» **GIVEN TASK**
Starting at the line that contains "Target: tan cloth napkin" and continuing through the end of the listing, write those lines out again with "napkin" swapped for "towel" and everything else left the same.

» **DATA RECORDS**
***

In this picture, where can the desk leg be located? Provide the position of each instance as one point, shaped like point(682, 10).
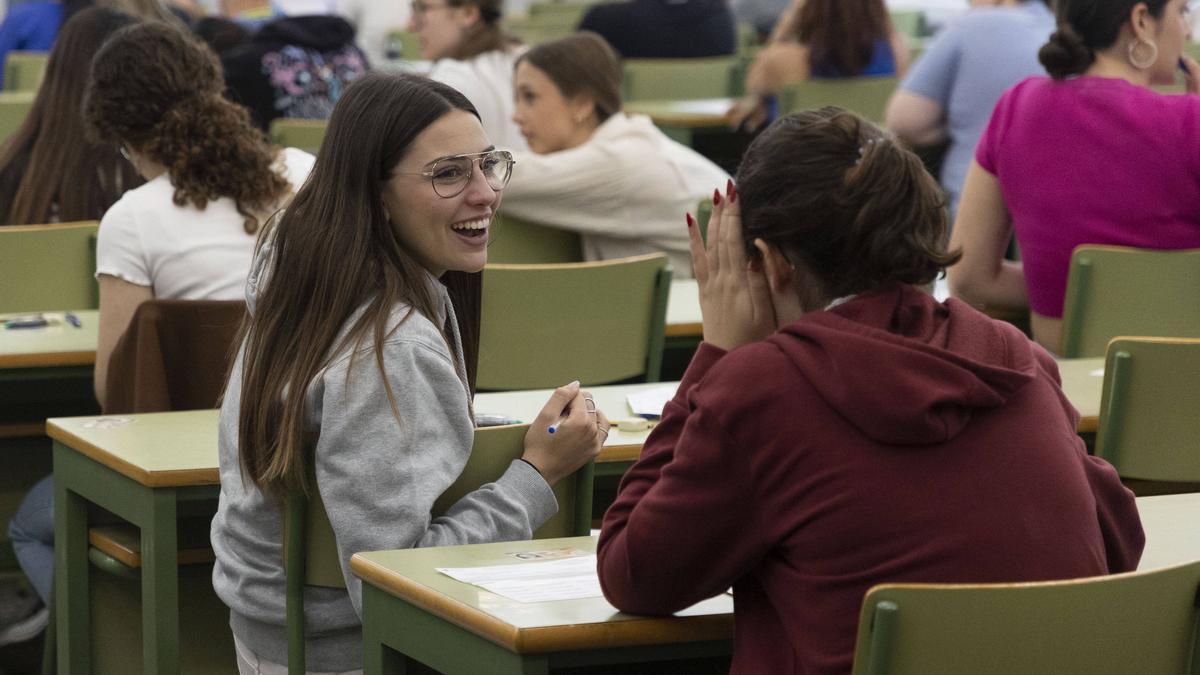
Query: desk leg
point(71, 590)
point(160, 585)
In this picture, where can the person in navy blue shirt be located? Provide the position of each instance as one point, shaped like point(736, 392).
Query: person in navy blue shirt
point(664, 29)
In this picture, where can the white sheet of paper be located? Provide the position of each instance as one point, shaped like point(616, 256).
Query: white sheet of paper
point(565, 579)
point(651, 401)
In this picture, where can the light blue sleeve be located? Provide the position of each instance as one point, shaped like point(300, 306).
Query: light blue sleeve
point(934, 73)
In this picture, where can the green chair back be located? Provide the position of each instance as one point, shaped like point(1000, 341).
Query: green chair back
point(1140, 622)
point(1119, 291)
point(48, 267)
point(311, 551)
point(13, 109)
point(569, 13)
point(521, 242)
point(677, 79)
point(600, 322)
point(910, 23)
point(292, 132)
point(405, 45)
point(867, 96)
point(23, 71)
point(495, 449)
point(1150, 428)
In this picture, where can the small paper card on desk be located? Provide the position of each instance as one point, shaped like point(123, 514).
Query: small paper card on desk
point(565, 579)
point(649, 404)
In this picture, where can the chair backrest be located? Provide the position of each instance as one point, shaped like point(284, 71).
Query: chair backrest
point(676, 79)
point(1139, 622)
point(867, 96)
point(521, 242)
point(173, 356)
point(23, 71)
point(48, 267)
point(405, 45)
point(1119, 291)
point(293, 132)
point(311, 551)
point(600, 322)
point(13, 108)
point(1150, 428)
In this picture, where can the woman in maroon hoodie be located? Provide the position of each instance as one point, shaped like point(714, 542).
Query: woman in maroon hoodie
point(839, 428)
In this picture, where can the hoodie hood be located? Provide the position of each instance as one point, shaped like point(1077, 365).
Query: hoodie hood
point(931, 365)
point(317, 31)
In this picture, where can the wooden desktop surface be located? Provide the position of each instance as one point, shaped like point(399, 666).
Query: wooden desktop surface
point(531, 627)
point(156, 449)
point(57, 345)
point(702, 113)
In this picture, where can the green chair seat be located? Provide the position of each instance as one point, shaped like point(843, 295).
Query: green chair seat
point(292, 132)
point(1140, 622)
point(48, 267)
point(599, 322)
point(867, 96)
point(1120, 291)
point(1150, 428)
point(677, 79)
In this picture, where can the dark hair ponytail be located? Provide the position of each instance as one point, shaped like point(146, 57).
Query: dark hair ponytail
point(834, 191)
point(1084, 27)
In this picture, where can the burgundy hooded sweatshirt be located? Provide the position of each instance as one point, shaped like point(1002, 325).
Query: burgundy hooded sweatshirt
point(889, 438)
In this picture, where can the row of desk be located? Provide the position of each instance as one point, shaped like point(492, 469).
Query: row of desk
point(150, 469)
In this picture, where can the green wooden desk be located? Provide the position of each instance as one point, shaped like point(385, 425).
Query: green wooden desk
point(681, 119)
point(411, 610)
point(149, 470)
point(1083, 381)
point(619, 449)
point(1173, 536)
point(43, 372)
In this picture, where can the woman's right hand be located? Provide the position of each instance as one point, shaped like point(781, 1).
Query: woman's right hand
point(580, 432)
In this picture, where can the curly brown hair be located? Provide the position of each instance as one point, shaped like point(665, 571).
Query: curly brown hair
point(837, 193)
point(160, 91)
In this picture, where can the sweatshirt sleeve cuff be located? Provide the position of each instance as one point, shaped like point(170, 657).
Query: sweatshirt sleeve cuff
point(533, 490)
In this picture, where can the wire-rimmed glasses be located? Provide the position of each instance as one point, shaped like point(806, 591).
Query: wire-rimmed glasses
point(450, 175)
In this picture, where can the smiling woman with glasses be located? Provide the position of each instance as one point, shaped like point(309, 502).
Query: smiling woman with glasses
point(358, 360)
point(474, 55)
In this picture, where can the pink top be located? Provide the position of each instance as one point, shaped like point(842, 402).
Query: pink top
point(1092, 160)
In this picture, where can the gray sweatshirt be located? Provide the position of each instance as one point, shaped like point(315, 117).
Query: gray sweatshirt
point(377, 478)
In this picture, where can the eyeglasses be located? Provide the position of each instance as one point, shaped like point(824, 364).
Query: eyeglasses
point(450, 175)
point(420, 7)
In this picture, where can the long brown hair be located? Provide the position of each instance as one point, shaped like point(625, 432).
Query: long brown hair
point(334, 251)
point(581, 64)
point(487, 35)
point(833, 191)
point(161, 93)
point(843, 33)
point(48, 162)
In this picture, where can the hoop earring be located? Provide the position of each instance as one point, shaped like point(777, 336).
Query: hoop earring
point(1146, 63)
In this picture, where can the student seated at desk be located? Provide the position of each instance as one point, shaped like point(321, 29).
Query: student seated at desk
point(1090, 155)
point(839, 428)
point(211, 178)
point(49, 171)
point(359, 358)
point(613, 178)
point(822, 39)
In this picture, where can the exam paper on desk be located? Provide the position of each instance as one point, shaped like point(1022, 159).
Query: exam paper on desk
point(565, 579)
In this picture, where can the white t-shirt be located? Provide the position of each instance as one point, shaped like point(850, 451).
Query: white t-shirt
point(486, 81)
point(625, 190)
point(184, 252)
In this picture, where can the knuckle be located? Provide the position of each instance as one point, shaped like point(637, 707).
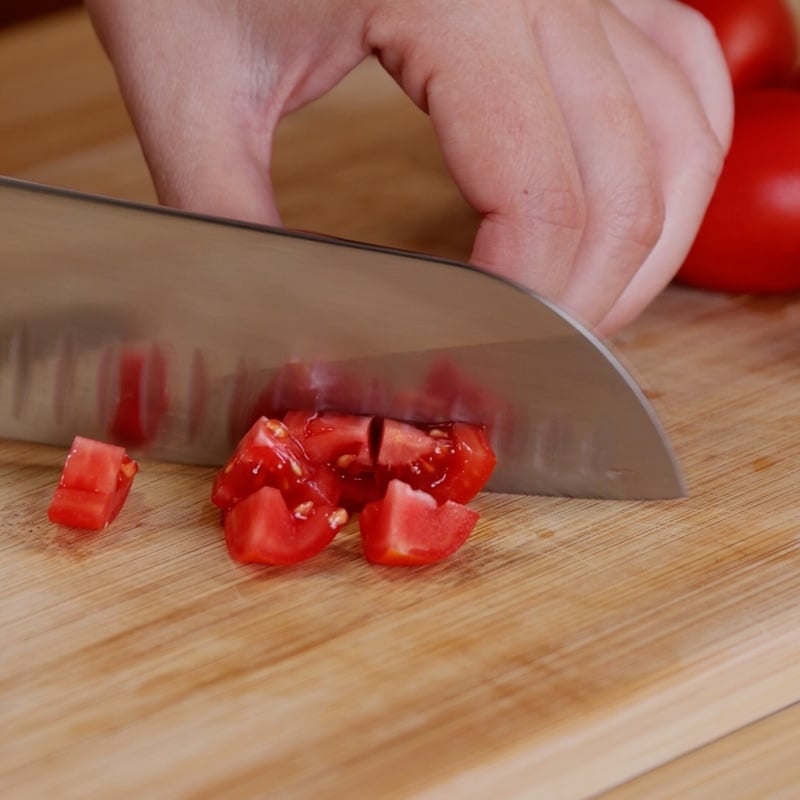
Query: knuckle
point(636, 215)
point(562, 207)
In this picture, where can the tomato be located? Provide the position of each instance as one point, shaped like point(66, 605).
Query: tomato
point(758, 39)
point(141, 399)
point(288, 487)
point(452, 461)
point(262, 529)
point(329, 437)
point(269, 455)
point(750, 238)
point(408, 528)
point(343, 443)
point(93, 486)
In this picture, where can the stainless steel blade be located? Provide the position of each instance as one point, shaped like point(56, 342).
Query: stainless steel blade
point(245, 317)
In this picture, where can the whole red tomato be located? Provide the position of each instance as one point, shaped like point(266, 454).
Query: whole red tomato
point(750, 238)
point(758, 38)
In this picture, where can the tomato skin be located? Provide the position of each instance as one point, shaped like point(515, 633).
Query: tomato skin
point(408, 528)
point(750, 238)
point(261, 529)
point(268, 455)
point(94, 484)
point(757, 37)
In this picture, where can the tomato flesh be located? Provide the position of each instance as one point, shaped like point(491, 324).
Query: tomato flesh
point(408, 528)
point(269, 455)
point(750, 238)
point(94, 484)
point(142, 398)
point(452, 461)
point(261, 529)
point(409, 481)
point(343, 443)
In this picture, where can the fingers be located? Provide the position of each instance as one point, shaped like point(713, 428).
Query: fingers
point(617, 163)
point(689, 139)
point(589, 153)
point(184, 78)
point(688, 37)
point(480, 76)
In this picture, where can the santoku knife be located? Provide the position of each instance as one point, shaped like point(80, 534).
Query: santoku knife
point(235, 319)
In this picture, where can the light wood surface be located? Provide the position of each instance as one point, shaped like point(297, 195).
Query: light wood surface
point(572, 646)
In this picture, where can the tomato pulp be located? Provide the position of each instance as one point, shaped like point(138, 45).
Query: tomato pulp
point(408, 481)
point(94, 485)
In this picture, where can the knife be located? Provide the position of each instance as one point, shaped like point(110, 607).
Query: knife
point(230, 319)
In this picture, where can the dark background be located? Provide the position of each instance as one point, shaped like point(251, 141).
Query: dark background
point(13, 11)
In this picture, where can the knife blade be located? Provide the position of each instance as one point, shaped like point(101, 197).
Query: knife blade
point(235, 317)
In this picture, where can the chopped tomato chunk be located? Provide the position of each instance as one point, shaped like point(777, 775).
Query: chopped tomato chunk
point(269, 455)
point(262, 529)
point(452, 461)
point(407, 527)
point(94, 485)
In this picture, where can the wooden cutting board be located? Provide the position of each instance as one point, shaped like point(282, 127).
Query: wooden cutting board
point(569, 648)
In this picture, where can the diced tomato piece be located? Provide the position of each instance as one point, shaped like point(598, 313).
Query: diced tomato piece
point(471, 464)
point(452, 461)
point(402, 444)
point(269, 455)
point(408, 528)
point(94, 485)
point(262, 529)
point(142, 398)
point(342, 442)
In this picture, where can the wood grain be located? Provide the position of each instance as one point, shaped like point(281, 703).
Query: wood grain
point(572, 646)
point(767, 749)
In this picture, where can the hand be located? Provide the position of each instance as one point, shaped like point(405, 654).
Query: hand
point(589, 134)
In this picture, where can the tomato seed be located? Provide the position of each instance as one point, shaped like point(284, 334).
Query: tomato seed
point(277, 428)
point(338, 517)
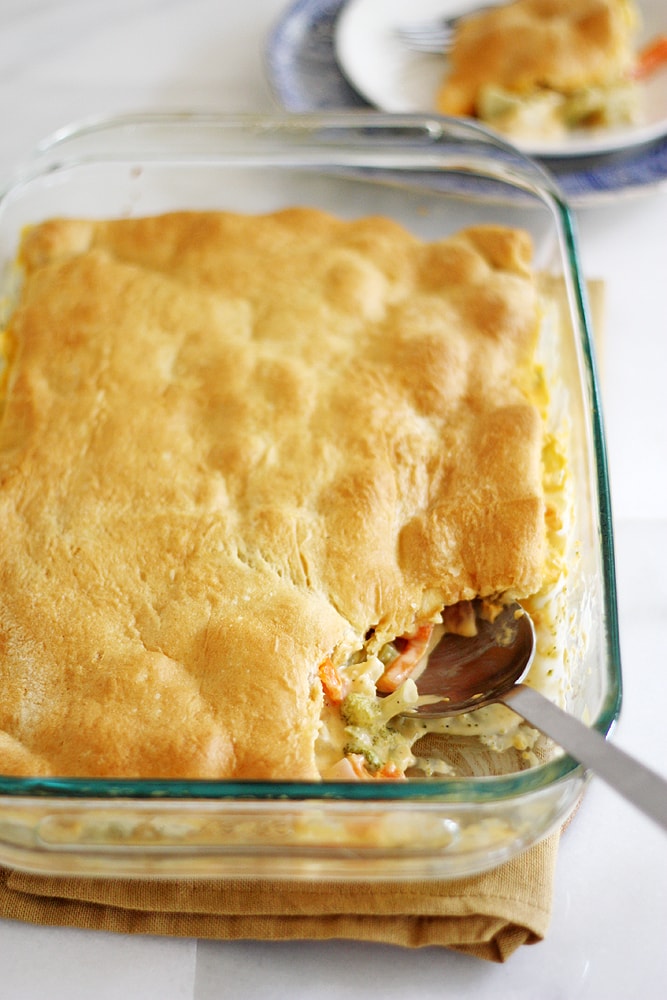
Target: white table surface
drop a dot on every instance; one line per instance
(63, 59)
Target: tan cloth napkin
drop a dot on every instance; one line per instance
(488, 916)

***

» **ANSWER TO THIS TASK**
Target: tan cloth towel
drop a dot on every instance; one line per instance
(488, 916)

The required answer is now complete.